Tekstgedeelte

────────────────────

Hoewel niet uitgesloten, zal in geval van een afstand om niet (een kwijtschelding) niet snel aan de eis van benadeling zijn voldaan. In geval van een afstand om baat, zal in de meeste gevallen pas van een benadeling sprake zijn, indien de schuldenaar de overeengekomen tegenprestatie heeft verricht. Niettemin is naar mijn mening, anders dan in de doctrine wel wordt aangenomen, voor een analogische toepassing van art. 6:34 BW niet als regel vereist, dat de schuldenaar een (tegen)prestatie heeft verricht (bijvoorbeeld een betaling) die met zich brengt dat de rechtshandeling die hij wil tegenwerpen aan de cessionaris (bijvoorbeeld een kwijtschelding, novatie of wijziging), kan worden gelijkgesteld met een “betaling” als bedoeld in art. 6:34 BW. Het nadeel van de schuldenaar kan bijvoorbeeld ook gelegen zijn in de omstandigheid dat hij in vertrouwen op de geldigheid van de met de cedent verrichte rechtshandeling, met derden bepaalde rechtshandelingen heeft verricht, die hem bij het achterwege blijven van bescherming nadeel berokkenen.

────────────────────

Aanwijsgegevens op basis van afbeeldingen
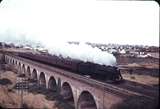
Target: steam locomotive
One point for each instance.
(95, 71)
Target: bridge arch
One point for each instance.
(13, 62)
(34, 75)
(52, 84)
(86, 100)
(42, 80)
(19, 67)
(23, 69)
(67, 93)
(28, 72)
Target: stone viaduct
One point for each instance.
(84, 92)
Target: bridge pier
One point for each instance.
(83, 94)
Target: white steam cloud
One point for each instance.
(81, 51)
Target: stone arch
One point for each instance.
(86, 101)
(28, 72)
(34, 75)
(19, 67)
(42, 80)
(52, 84)
(10, 61)
(67, 93)
(23, 69)
(13, 61)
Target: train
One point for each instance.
(92, 70)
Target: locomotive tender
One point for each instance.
(96, 71)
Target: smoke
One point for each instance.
(82, 52)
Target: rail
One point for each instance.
(94, 83)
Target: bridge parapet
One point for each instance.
(101, 95)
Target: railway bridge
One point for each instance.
(84, 92)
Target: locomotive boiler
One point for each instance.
(93, 70)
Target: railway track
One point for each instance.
(120, 89)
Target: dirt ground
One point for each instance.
(9, 98)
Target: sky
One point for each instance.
(98, 21)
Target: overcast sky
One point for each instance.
(122, 22)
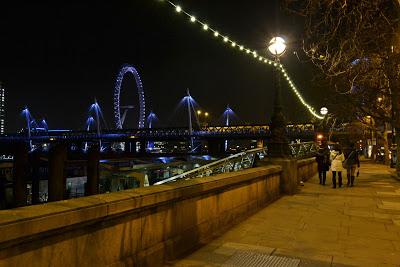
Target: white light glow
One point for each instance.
(277, 46)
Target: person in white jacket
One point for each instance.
(337, 158)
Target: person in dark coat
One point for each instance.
(322, 159)
(351, 163)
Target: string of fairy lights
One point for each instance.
(242, 48)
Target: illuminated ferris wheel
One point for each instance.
(118, 118)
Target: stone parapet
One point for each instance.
(138, 227)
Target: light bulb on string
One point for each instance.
(280, 67)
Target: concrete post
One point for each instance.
(20, 174)
(142, 147)
(260, 143)
(57, 179)
(92, 167)
(35, 163)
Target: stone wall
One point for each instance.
(138, 227)
(306, 168)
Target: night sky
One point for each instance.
(57, 57)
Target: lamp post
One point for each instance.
(278, 145)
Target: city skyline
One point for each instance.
(74, 60)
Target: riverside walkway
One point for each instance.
(318, 226)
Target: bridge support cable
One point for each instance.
(236, 45)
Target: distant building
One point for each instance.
(2, 109)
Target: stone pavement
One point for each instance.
(318, 226)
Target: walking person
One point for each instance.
(350, 164)
(337, 158)
(322, 159)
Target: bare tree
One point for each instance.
(355, 44)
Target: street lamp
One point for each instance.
(277, 46)
(278, 145)
(323, 111)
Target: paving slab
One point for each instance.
(319, 226)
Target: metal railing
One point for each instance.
(241, 161)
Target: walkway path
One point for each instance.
(319, 226)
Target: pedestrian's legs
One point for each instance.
(348, 171)
(334, 179)
(353, 170)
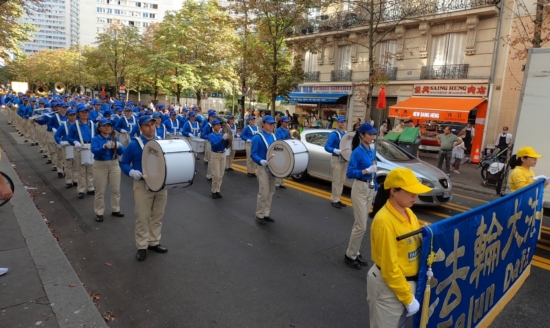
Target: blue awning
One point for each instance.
(314, 97)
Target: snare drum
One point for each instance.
(198, 145)
(345, 145)
(287, 157)
(238, 144)
(167, 164)
(69, 153)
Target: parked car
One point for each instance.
(388, 156)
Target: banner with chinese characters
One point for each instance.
(483, 256)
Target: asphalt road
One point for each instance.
(222, 269)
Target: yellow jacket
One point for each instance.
(396, 259)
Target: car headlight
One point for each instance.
(426, 182)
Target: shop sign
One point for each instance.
(451, 90)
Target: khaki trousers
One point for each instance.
(361, 198)
(106, 171)
(149, 210)
(385, 310)
(230, 158)
(217, 162)
(338, 177)
(85, 175)
(250, 164)
(266, 190)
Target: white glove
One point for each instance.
(413, 307)
(371, 169)
(138, 175)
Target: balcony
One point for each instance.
(406, 10)
(311, 76)
(459, 71)
(342, 75)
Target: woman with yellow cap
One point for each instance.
(522, 174)
(391, 281)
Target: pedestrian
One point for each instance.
(362, 168)
(218, 141)
(149, 205)
(106, 149)
(266, 181)
(392, 279)
(337, 164)
(247, 134)
(522, 174)
(458, 152)
(447, 141)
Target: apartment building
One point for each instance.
(58, 25)
(442, 63)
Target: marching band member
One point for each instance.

────────────────────

Uit te voeren
Beoordeel of de volgende uitspraken overeenkomen met het tekstgedeelte: antwoord per uitspraak met ja of nee en citeer letterlijk de woorden uit de tekst die de doorslag geven.
1. Bij een afstand om niet is volgens de tekst snel aan de eis van benadeling voldaan.
2. Bij een afstand om baat is meestal pas van benadeling sprake als de schuldenaar de overeengekomen tegenprestatie heeft verricht.
3. Het nadeel van de schuldenaar kan ook liggen in rechtshandelingen die hij met derden heeft verricht.

Antwoord
1. Nee: "zal in geval van een afstand om niet (een kwijtschelding) niet snel aan de eis van benadeling zijn voldaan"
2. Ja: "zal in de meeste gevallen pas van een benadeling sprake zijn, indien de schuldenaar de overeengekomen tegenprestatie heeft verricht"
3. Ja: "met derden bepaalde rechtshandelingen heeft verricht, die hem bij het achterwege blijven van bescherming nadeel berokkenen"